## Yapılacaklar:
1) Kıbrıs çıkarmasıyla ilgili anlatıda zarfın üzerindeki adres askeri nereye götürdü?
2) Kıbrıs çıkarmasıyla ilgili anlatıdan "1974'teki Kıbrıs çıkarmasına" sözlerinden "bir amca açtı." sözlerine kadar olan bölümü aynen alıntılayın.

=== Okuma Parçası ===

1974'teki Kıbrıs çıkarmasına katılan bir asker anlatıyor:
“-Çok şiddetli bir taarruz vardı. Mermiler kulağımızın dibinden geçiyordu. Siperde daha önce hiç görmediğim bir asker yanıma yaklaştı. Belli ki bizim birlikten değildi. Bir zarf çıkardı ve:
“-Memlekete dönünce bu zarfı, üzerindeki adrese bırakır mısın?”
“-İkimiz de döneriz inşallah” dedim.
Israrla kendisinin dönemeyeceğini, benim ise memleketime ve aileme kavuşacağımı söylüyordu. Biraz isteksiz de olsa zarfı aldım. Ancak o çatışma sırasında birbirimizi kaybettik. Taarruz bitip memlekete döndüğümden bir-iki yıl sonra eski eşyaları karıştırırken o zarfı buldum. Unuttuğum görevi, geç de olsa yerine getirmek için İstanbul'a gittim. Üzerindeki adres, Aksaray'daki eski bir eve götürdü beni. Kapıyı yaşlı bir amca açtı.

=== Gösterilen Malzeme ===

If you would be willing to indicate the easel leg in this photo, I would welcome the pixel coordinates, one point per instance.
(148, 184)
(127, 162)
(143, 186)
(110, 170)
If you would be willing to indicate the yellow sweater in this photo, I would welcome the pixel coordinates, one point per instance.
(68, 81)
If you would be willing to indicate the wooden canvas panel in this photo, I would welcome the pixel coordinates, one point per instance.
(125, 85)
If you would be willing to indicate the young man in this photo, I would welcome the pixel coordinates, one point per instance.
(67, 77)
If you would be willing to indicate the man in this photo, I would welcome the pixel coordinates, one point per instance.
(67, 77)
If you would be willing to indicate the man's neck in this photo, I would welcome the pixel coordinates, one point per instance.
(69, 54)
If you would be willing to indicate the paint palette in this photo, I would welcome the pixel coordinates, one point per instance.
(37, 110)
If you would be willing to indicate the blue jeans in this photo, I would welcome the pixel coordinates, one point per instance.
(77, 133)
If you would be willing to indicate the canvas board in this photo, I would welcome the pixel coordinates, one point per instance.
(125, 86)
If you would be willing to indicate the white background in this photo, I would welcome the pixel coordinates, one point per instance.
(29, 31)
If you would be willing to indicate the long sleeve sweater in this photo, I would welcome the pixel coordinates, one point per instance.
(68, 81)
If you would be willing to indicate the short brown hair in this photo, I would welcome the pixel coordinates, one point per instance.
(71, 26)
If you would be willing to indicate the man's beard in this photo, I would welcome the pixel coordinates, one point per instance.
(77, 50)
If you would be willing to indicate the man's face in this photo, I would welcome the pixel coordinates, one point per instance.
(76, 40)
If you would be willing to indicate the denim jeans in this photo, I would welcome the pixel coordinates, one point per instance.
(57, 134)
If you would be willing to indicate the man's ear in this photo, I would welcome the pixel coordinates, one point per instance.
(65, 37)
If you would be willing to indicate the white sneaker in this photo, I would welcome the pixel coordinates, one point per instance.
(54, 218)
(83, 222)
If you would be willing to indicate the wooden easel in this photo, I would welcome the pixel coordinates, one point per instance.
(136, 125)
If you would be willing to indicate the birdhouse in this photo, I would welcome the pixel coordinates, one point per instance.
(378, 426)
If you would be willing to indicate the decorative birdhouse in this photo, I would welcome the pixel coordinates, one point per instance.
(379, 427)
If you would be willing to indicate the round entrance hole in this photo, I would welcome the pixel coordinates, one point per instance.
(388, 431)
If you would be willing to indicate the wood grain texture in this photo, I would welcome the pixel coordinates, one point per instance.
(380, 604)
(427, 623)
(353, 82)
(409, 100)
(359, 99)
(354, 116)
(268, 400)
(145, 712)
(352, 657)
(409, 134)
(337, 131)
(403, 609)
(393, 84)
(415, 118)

===

## Alıştırma Sonuçları:
1) Aksaray'daki eski bir eve.

2)
1974'teki Kıbrıs çıkarmasına katılan bir asker anlatıyor:
“-Çok şiddetli bir taarruz vardı. Mermiler kulağımızın dibinden geçiyordu. Siperde daha önce hiç görmediğim bir asker yanıma yaklaştı. Belli ki bizim birlikten değildi. Bir zarf çıkardı ve:
“-Memlekete dönünce bu zarfı, üzerindeki adrese bırakır mısın?”
“-İkimiz de döneriz inşallah” dedim.
Israrla kendisinin dönemeyeceğini, benim ise memleketime ve aileme kavuşacağımı söylüyordu. Biraz isteksiz de olsa zarfı aldım. Ancak o çatışma sırasında birbirimizi kaybettik. Taarruz bitip memlekete döndüğümden bir-iki yıl sonra eski eşyaları karıştırırken o zarfı buldum. Unuttuğum görevi, geç de olsa yerine getirmek için İstanbul'a gittim. Üzerindeki adres, Aksaray'daki eski bir eve götürdü beni. Kapıyı yaşlı bir amca açtı.